Wilver Dornell Stargell

(March 6, 1940 – April 9, 2001)

He made history in 1979 by winning the MVP award in the NLCS, World Series, and National League. No player has achieved the fete.

“Pops”

He was an American professional baseball left fielder and first baseman who spent all of his 21 seasons in Major League Baseball (MLB) (1962–1982) with the Pittsburgh Pirates. Among the most feared power hitters in baseball history, Stargell had the most home runs (296) of any player in the 1970s decade. During his career, he batted .282 with 2,232 hits, 1,194 runs, 423 doubles, 475 home runs, and 1,540 runs batted in, helping his team win six National League (NL) East division titles, two NL pennants, and two World Series championships in 1971 and 1979, both over the Baltimore Orioles. Stargell was a seven-time All-Star and two-time NL home run leader. In 1979, he became the first and currently only player to win the NL Most Valuable Player (MVP) Award, the NL Championship Series MVP Award and the World Series MVP Award in one season. In 1982, the Pirates retired his uniform number 8. He was inducted into the Baseball Hall of Fame in 1988.

After years of suffering from a kidney disorder, he died of complications related to a stroke in Wilmington, North Carolina, on April 9, 2001. In his later life, Stargell had also suffered from hypertension and heart failure. A segment of Stargell’s bowel was removed more than two years before he died. He had been in the hospital recovering from gallbladder surgery at the time of his death. On April 7, 2001, two days before Stargell died, a larger-than-life statue of him was unveiled at the Pirates’ new stadium, PNC Park, as part of the opening-day ceremonies. As his death occurred on the same day as the official opening of the stadium against the Reds, the statue served as a de facto memorial for Stargell.

HIS LEGACY

The Pirates retired his number 8 on September 6, 1982. In 1999, he ranked 81st on The Sporting News list of the 100 Greatest Baseball Players,and was also nominated as a finalist for the MLB All-Century Team. He threw out the ceremonial first pitch at the 1994 Major League Baseball All-Star Game. Stargell also threw out the ceremonial last pitch at Three Rivers Stadium before the team’s move after the 2000 season.

[EXERCISE TASKS]:
a – Answer these from the Stargell text:
(i) How many home runs did Stargell hit over his career?
(ii) In what city did he die?
(iii) At which stadium did he throw out the ceremonial last pitch?
b – Write the next few sentences of the Stargell text, picking up right after its final sentence.
Nothing in the items is needed here.

[RECORDS SHOWN]:
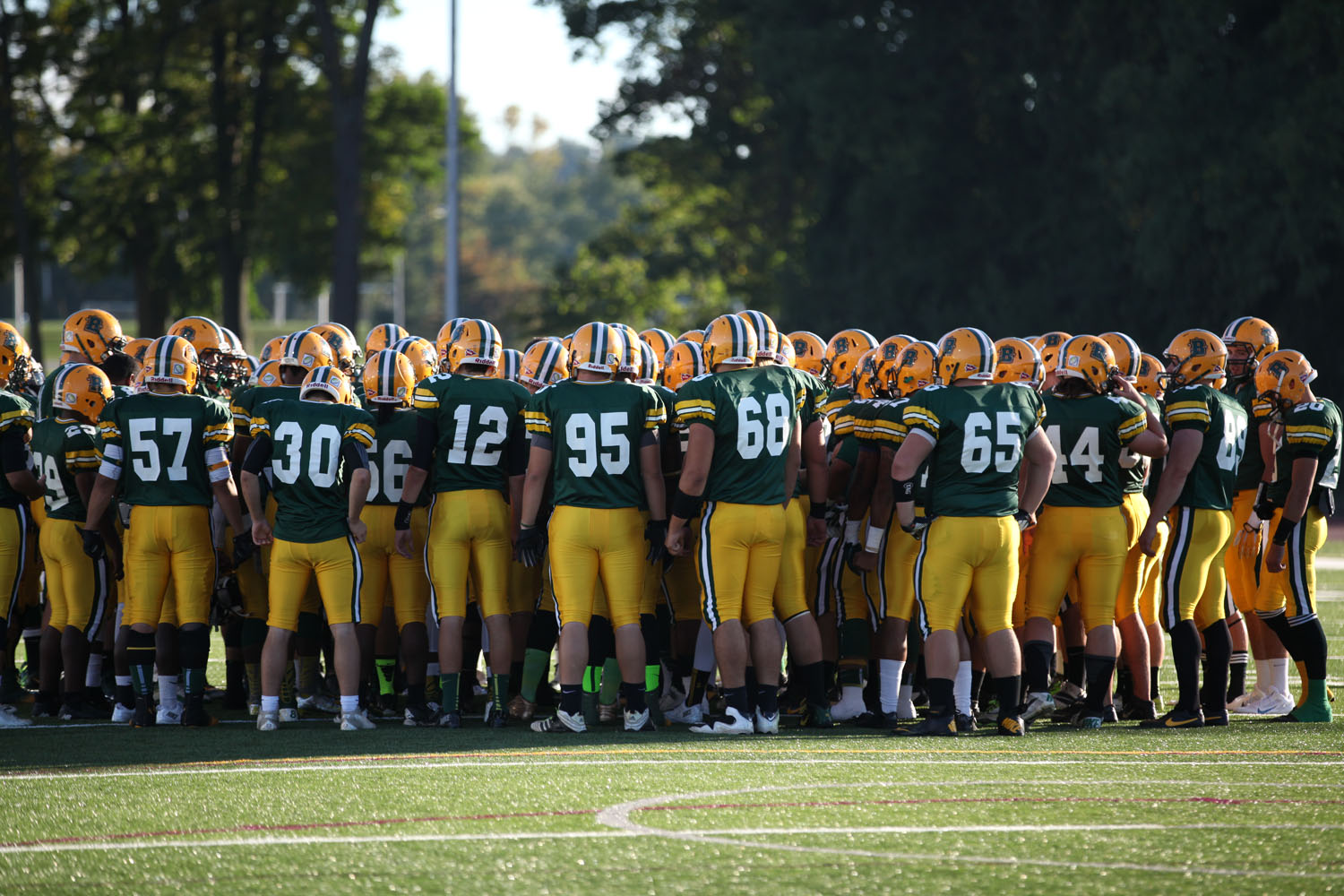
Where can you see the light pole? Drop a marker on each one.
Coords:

---

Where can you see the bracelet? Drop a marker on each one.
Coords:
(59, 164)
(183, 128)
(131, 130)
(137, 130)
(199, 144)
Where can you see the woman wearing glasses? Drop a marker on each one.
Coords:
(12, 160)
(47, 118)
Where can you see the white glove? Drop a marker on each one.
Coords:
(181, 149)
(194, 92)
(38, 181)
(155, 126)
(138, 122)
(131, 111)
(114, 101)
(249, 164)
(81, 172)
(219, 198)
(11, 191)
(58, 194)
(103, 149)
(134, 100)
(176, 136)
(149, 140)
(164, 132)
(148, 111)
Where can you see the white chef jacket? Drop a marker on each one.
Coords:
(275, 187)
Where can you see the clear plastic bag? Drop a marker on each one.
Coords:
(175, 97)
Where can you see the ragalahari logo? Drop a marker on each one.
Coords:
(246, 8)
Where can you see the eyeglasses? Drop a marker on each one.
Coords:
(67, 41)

[ANSWERS FOR THE EXERCISE]:
a –
(i) 475
(ii) Wilmington, North Carolina
(iii) Three Rivers Stadium

b –
After Stargell died, Joe Morgan said, “When I played, there were 600 baseball players, and 599 of them loved Willie Stargell. He’s the only guy I could have said that about. He never made anybody look bad and he never said anything bad about anybody.”

The Willie Stargell Foundation was established to promote research and treatment for kidney disease. Champion Enterprises sponsors a Willie Stargell Memorial Awards Banquet which raises money for disadvantaged children in Pittsburgh.

Stargell also worked to raise awareness of sickle cell anemia. He formed the Black Athletes Foundation (BAF) shortly after President Richard M. Nixon identified the disease as a “national health problem” in the early 1970s. For a decade, BAF, renamed the Willie Stargell Foundation, raised research money and public awareness about the disease. Starting in 1981, sickle cell awareness and fundraising was gradually being assumed by The Sickle Cell Society Inc. The Willie Stargell Foundation transitioned to raising money for treatment of and research into kidney disease.

Wilver “Willie” Stargell Avenue (formerly Tinker Avenue) is a major thoroughfare in his adolescent home of Alameda, California, connecting to the former Naval Air Station Alameda, and Stargell is honored with a plaque and plaza at its intersection with Fifth Street.